• QUOTED PASSAGE:
════════
Children are one of the greatest blessings God entrusts to a couple. They bring joy, purpose, and a glimpse of the Father’s love for us. Yet they are entrusted only for a season. Psalm 127:3 says, “Children are a heritage from the Lord, the fruit of the womb is a reward.” They are gifts on loan, to be nurtured and guided toward independence. One day they will step into their own callings, marriages, and households. And when they do, what remains is the covenant you have cultivated with your spouse. Too often, couples pour every ounce of energy into parenting while letting their marriage quietly wither. Then, when the children are grown, they find themselves strangers living under the same roof. This is why prioritizing your marriage is not selfish—it is wise stewardship. By investing in your spouse, you not only build a lasting union, you also give your children the greatest gift possible: the security of parents who love each other deeply and a living model of covenant faithfulness they can carry into their own future relationships.

Work is another area that so easily displaces what matters most. Providing for one’s family is both biblical and honorable. Scripture affirms the value of hard work and diligence. But when career ambitions, long hours, or constant striving begin to take precedence over the marriage covenant, distance grows. Success in the world’s eyes can never make up for neglect at home. Jesus asked in Matthew 16:26, “For what profit is it to a man if he gains the whole world, and loses his own soul?” The same piercing question applies to marriage: what good is a promotion, a higher salary, or the applause of men if it means losing the heart of the one God gave you to walk beside through life? Worldly success without a thriving marriage is a hollow victory.

Equally dangerous, though more subtle, is the creeping influence of self-focus. We live in a culture that tells us happiness comes from putting ourselves first. Yet Scripture calls us to something higher. Philippians 2:3 exhorts us, “Do nothing out of selfish ambition or vain conceit, but in humility consider others better than yourselves.” Joy in marriage is not found in constant self-protection or self-promotion but in sacrificial love. When both husband and wife embrace humility and seek to outdo one another in showing honor, intimacy is rekindled, trust is strengthened, and love grows deeper with time. Marriage thrives when spouses serve each other willingly and joyfully, echoing Christ’s love for His bride, the church.

Even when priorities have been misplaced and a marriage feels strained, there is hope. God is in the business of restoration. Healing begins when both husband and wife turn their hearts back toward Him and toward one another. Unity is rediscovered when Christ is placed at the center. Couples who once felt distant can be renewed by choosing daily faithfulness, forgiveness, and intentional love. The Lord delights in redeeming what feels broken, and no marriage is beyond His ability to heal when both hearts are surrendered to Him.
════════
• GIVEN INSTRUCTION A:
Answer these about the marriage passage, one per line:
(i) Which Psalm verse does it quote about children being a heritage from the Lord?
(ii) Which verse from Matthew does it quote?
(iii) What does it call worldly success without a thriving marriage?
• GIVEN INSTRUCTION B: Can you echo the marriage passage between "Even when priorities" and "surrendered to Him.", inclusive?
• GIVEN INSTRUCTION C: What would follow the last sentence of the marriage passage? Write the continuation.

• DATA EXCERPTS:
════════
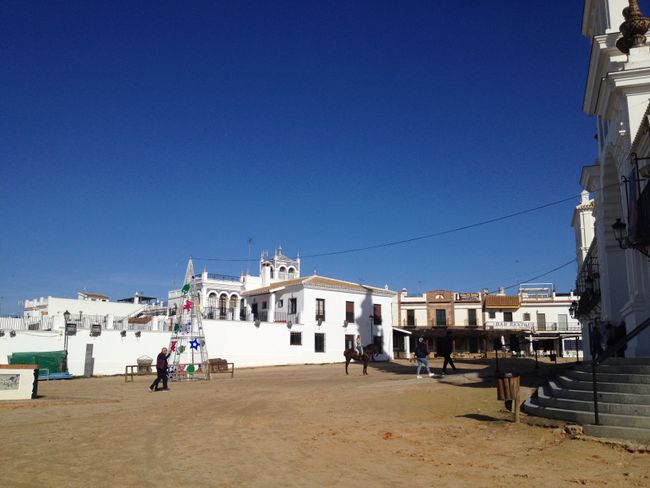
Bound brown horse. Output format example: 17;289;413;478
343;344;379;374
════════
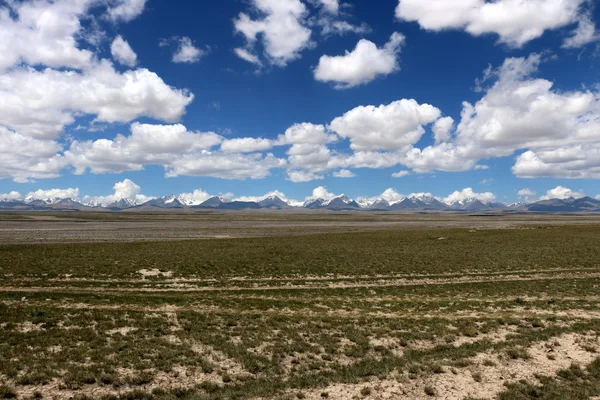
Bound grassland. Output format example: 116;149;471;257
════════
• TASK RESULT A:
(i) Psalm 127:3
(ii) Matthew 16:26
(iii) A hollow victory

• TASK RESULT B:
Even when priorities have been misplaced and a marriage feels strained, there is hope. God is in the business of restoration. Healing begins when both husband and wife turn their hearts back toward Him and toward one another. Unity is rediscovered when Christ is placed at the center. Couples who once felt distant can be renewed by choosing daily faithfulness, forgiveness, and intentional love. The Lord delights in redeeming what feels broken, and no marriage is beyond His ability to heal when both hearts are surrendered to Him.

• TASK RESULT C:
Of course, restoration and growth do not happen by accident. They require deliberate steps. Realignment begins with honest reflection. Ask yourself where your best time and energy are being spent. Are you giving the first and best of yourself to your spouse, or to your career, hobbies, or even your children? Begin to create rhythms that nurture connection—simple but intentional habits like praying together before bed, carving out weekly time for conversation without distractions, or enjoying a consistent date night. Speak words of life over your spouse; gratitude and affirmation carry immense power to strengthen weary hearts. And if communication has broken down, humbly seek help. A pastor, Christian counselor, or trusted mentor can provide biblical wisdom and practical strategies that help couples realign.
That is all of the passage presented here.